What you will do — Every line from the one with "Target: new balance logo" to the one with "Where can the man in", including those two, is to be copied exactly; all other lines of the entries below are left out.

(Region pointing data)
-- -- --

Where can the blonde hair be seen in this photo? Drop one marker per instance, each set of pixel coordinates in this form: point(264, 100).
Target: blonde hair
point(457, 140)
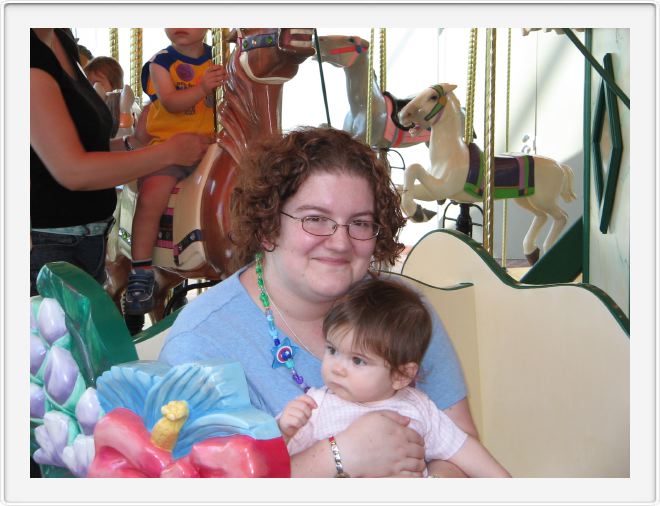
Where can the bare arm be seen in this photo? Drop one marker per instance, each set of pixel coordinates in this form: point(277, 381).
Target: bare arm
point(460, 414)
point(477, 462)
point(175, 100)
point(54, 138)
point(377, 444)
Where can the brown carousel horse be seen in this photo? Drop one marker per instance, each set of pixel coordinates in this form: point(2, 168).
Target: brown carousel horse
point(193, 240)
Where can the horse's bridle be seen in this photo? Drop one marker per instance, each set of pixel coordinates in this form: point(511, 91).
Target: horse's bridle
point(258, 41)
point(440, 104)
point(353, 48)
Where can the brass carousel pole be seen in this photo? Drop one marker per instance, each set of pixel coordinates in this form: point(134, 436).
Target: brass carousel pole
point(505, 215)
point(114, 43)
point(383, 59)
point(136, 64)
point(469, 99)
point(369, 89)
point(489, 140)
point(220, 51)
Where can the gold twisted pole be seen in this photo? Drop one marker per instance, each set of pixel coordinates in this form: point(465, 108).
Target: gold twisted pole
point(220, 52)
point(489, 139)
point(505, 202)
point(114, 43)
point(383, 59)
point(136, 63)
point(469, 99)
point(370, 72)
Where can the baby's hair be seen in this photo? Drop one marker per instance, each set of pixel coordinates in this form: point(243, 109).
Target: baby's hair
point(387, 318)
point(110, 68)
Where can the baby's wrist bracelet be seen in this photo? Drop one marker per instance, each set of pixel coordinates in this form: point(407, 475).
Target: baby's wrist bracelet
point(337, 456)
point(127, 144)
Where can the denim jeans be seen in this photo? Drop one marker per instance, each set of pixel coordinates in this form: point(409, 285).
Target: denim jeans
point(85, 252)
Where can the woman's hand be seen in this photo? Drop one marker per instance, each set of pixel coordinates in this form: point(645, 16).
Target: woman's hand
point(188, 148)
point(380, 444)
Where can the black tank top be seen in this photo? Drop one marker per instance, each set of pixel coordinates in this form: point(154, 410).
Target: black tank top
point(52, 205)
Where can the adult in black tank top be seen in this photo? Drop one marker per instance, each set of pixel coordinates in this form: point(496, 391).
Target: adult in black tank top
point(73, 171)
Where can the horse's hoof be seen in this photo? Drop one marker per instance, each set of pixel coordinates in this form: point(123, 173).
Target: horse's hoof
point(533, 257)
point(422, 215)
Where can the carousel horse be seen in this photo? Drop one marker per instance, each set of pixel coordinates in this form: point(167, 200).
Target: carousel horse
point(193, 240)
point(351, 54)
point(456, 173)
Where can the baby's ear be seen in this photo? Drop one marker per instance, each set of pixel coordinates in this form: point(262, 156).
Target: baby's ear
point(404, 376)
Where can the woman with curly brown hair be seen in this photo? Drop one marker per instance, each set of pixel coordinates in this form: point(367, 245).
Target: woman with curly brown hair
point(313, 212)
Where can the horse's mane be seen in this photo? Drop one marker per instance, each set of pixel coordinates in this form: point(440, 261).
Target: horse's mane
point(239, 113)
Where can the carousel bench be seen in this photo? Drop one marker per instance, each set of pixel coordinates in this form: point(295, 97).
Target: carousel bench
point(547, 367)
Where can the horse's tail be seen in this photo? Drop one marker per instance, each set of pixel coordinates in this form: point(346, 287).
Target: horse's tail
point(567, 192)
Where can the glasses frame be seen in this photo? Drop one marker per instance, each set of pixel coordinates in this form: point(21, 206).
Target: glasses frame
point(336, 226)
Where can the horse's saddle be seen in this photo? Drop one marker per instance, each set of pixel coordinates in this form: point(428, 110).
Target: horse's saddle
point(395, 133)
point(514, 175)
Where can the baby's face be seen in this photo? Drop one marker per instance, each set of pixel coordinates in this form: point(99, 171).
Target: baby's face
point(186, 36)
point(97, 77)
point(355, 375)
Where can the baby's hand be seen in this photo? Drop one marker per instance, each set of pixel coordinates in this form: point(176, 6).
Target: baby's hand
point(295, 415)
point(214, 76)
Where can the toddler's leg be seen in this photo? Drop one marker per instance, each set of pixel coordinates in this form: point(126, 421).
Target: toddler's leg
point(152, 201)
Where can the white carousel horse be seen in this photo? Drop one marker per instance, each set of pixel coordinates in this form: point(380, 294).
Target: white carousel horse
point(351, 53)
point(123, 108)
point(456, 172)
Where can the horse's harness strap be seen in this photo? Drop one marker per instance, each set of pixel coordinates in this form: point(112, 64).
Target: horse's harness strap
point(258, 41)
point(440, 104)
point(194, 236)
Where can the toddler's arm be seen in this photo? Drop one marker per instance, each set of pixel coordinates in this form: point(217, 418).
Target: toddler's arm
point(295, 415)
point(477, 462)
point(180, 100)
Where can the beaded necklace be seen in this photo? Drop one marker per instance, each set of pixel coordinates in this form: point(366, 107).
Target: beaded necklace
point(283, 351)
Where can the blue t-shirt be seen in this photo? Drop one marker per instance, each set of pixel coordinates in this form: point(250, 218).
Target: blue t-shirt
point(225, 322)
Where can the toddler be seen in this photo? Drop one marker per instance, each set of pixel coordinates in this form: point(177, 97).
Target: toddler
point(180, 81)
point(376, 337)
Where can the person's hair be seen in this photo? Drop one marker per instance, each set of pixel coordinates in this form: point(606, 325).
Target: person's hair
point(84, 54)
point(110, 68)
point(386, 318)
point(273, 172)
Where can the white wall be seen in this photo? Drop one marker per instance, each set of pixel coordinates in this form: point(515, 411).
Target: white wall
point(609, 254)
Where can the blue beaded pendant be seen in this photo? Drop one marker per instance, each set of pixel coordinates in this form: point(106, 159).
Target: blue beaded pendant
point(283, 354)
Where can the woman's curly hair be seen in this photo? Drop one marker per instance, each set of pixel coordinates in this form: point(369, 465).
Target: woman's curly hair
point(273, 172)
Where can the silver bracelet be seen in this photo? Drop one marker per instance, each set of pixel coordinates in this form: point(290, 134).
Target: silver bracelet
point(338, 464)
point(127, 144)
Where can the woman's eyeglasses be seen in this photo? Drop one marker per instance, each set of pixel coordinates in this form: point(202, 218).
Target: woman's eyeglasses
point(361, 230)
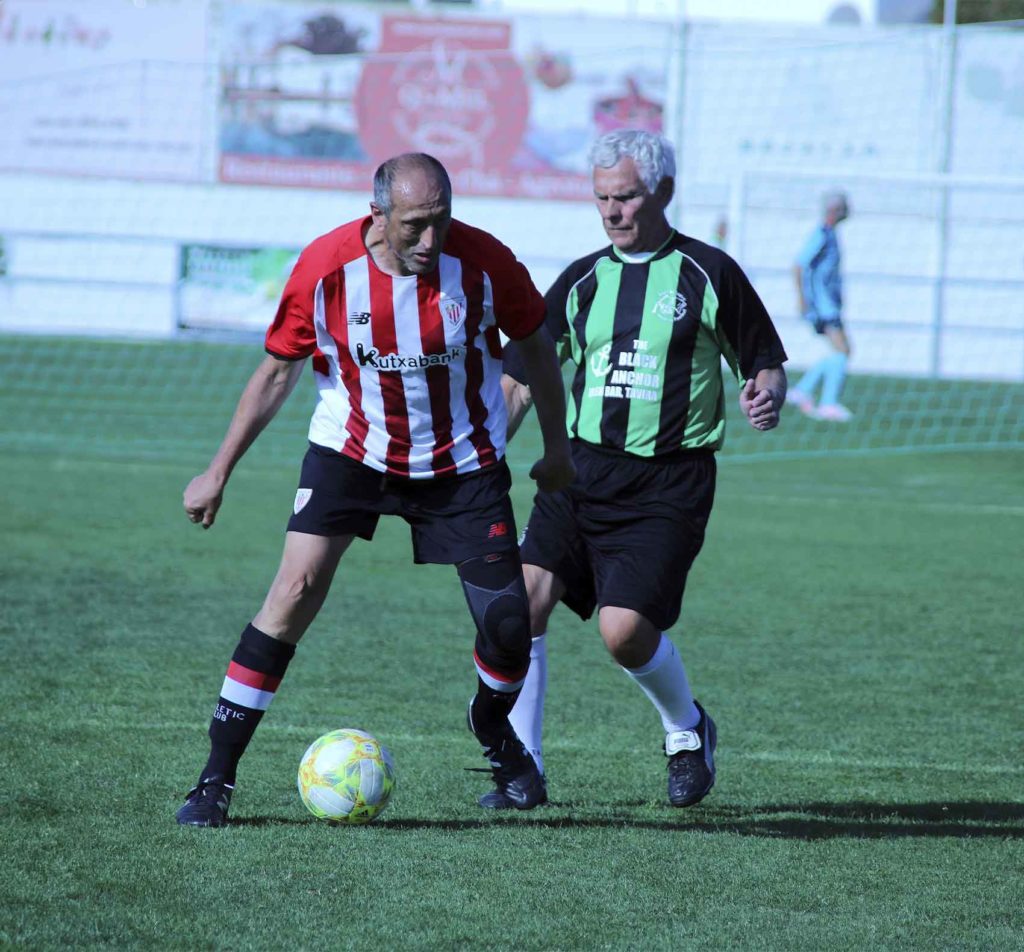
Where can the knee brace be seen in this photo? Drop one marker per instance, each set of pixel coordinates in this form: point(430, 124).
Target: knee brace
point(497, 598)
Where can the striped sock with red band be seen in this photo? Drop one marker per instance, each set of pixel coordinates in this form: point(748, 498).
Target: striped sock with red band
point(253, 676)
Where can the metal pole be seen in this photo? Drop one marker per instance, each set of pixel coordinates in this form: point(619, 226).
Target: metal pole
point(944, 167)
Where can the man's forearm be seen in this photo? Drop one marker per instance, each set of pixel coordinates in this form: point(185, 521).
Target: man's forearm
point(266, 391)
point(518, 400)
point(546, 388)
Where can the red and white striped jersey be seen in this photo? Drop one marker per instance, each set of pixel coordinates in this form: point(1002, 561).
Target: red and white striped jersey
point(408, 369)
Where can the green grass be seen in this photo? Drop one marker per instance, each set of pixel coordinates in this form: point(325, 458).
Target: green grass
point(853, 624)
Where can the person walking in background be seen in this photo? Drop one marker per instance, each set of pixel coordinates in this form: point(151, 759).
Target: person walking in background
point(400, 313)
point(647, 321)
point(819, 292)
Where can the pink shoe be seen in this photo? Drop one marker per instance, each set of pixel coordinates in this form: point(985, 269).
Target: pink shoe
point(835, 413)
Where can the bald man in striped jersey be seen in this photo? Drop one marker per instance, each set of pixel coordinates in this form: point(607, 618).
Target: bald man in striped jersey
point(647, 321)
point(400, 313)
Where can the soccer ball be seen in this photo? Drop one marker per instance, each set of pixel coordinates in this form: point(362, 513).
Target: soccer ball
point(346, 776)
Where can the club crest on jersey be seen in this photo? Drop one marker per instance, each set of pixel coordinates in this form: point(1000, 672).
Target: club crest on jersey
point(454, 310)
point(671, 305)
point(600, 360)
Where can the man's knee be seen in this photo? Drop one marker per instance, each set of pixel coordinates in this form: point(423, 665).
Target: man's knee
point(497, 599)
point(630, 638)
point(544, 591)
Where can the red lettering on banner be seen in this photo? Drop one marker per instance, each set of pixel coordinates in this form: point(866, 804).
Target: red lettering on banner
point(458, 93)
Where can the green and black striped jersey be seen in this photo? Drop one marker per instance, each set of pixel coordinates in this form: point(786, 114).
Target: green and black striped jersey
point(648, 338)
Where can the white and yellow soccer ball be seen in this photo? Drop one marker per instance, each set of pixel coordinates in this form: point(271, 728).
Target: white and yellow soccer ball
point(346, 776)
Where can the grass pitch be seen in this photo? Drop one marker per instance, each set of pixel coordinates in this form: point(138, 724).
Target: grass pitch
point(853, 624)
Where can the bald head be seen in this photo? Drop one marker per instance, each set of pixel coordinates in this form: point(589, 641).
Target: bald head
point(406, 167)
point(411, 212)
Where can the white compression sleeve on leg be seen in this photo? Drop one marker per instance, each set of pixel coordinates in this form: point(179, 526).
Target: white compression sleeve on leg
point(527, 716)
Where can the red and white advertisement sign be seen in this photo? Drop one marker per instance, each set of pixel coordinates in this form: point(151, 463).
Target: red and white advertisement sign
point(318, 96)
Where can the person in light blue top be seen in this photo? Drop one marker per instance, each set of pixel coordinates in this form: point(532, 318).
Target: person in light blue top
point(819, 291)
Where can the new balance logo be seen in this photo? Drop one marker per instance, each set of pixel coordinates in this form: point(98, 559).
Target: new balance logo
point(373, 357)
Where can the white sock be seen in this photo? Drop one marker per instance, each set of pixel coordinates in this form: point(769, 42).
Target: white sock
point(663, 679)
point(527, 716)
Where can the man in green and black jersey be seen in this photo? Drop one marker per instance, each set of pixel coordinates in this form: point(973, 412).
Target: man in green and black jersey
point(647, 321)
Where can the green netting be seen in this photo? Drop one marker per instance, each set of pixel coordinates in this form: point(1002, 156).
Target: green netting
point(172, 400)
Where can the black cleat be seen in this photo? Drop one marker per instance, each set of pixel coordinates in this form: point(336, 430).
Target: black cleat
point(499, 799)
point(206, 804)
point(518, 784)
point(691, 762)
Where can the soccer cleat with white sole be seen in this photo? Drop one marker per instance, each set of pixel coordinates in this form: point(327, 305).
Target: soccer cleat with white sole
point(206, 804)
point(691, 762)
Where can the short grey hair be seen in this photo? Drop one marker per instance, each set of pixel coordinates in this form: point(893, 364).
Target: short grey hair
point(652, 154)
point(387, 172)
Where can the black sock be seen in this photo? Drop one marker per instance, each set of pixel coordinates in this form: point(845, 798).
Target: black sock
point(491, 712)
point(257, 666)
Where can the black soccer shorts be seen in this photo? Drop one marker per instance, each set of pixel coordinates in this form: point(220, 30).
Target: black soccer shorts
point(625, 533)
point(452, 518)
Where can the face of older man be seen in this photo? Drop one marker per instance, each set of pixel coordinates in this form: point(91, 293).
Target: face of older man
point(414, 232)
point(633, 217)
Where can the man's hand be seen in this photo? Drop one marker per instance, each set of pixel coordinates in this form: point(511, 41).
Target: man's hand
point(202, 499)
point(553, 472)
point(760, 406)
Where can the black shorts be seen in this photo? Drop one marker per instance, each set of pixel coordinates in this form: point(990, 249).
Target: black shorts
point(625, 533)
point(452, 519)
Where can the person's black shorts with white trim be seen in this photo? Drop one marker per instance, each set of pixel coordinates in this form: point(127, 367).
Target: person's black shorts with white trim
point(626, 532)
point(452, 519)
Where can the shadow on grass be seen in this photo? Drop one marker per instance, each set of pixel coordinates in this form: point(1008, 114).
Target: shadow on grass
point(785, 821)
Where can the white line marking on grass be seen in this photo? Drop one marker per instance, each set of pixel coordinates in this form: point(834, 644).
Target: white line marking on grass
point(827, 760)
point(882, 499)
point(799, 758)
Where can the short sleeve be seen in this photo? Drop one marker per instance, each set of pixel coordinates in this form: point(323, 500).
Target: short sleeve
point(518, 305)
point(744, 322)
point(292, 335)
point(555, 321)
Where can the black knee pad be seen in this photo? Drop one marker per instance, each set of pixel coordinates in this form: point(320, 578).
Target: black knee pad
point(497, 598)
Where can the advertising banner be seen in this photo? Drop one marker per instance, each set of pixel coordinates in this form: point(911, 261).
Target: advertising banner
point(231, 289)
point(103, 88)
point(316, 96)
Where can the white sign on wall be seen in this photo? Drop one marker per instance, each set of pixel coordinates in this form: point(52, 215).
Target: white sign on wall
point(103, 88)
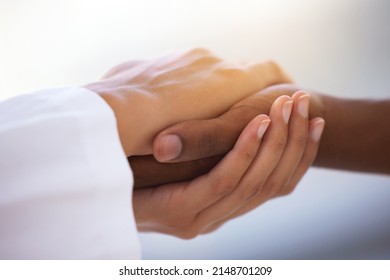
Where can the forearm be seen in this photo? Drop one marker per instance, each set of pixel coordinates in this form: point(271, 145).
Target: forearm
point(356, 135)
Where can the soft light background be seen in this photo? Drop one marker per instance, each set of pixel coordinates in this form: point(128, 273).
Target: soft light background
point(337, 46)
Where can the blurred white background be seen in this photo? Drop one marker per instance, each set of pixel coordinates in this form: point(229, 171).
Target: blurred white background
point(340, 47)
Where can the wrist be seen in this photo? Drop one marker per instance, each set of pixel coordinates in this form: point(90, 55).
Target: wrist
point(127, 114)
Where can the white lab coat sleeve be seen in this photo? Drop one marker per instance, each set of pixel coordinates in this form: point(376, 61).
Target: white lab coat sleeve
point(65, 183)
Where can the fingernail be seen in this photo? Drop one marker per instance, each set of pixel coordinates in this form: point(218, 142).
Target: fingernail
point(303, 105)
point(170, 147)
point(287, 107)
point(262, 128)
point(317, 131)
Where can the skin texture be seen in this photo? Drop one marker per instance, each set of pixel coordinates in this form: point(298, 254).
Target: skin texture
point(252, 172)
point(356, 136)
point(148, 96)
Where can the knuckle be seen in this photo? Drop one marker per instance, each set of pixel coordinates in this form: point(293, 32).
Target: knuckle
point(273, 188)
point(299, 140)
point(278, 144)
point(249, 192)
point(224, 187)
point(207, 142)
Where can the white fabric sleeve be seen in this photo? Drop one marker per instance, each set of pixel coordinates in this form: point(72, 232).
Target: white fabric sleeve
point(65, 183)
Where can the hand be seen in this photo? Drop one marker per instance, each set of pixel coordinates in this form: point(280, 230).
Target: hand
point(148, 96)
point(255, 170)
point(202, 143)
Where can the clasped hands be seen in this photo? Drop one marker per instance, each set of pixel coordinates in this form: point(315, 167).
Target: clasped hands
point(209, 140)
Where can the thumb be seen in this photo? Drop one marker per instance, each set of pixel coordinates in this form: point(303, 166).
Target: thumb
point(198, 139)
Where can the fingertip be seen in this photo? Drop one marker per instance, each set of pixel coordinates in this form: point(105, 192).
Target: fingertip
point(317, 128)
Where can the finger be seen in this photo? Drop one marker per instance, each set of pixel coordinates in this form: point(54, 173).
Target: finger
point(224, 178)
point(197, 139)
point(200, 193)
point(148, 172)
point(260, 169)
point(267, 74)
point(316, 128)
point(295, 147)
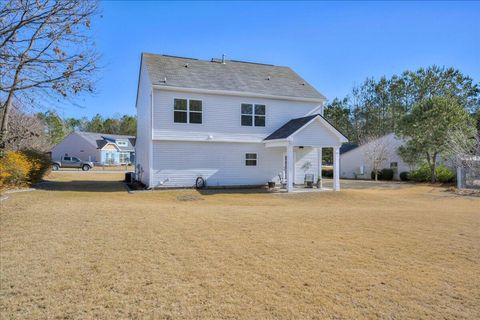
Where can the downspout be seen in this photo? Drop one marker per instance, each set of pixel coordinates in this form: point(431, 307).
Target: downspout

-- -- --

Expected answer —
Target: new balance logo
point(373, 357)
Where can the white sock be seen in this photo? Drop one marker per instance, each set of pixel coordinates in this form: point(769, 42).
Target: white sock
point(663, 679)
point(527, 716)
Where can the man in green and black jersey be seen in this photo? Drop one marker per instance, each set of pixel coordinates in this form: point(973, 412).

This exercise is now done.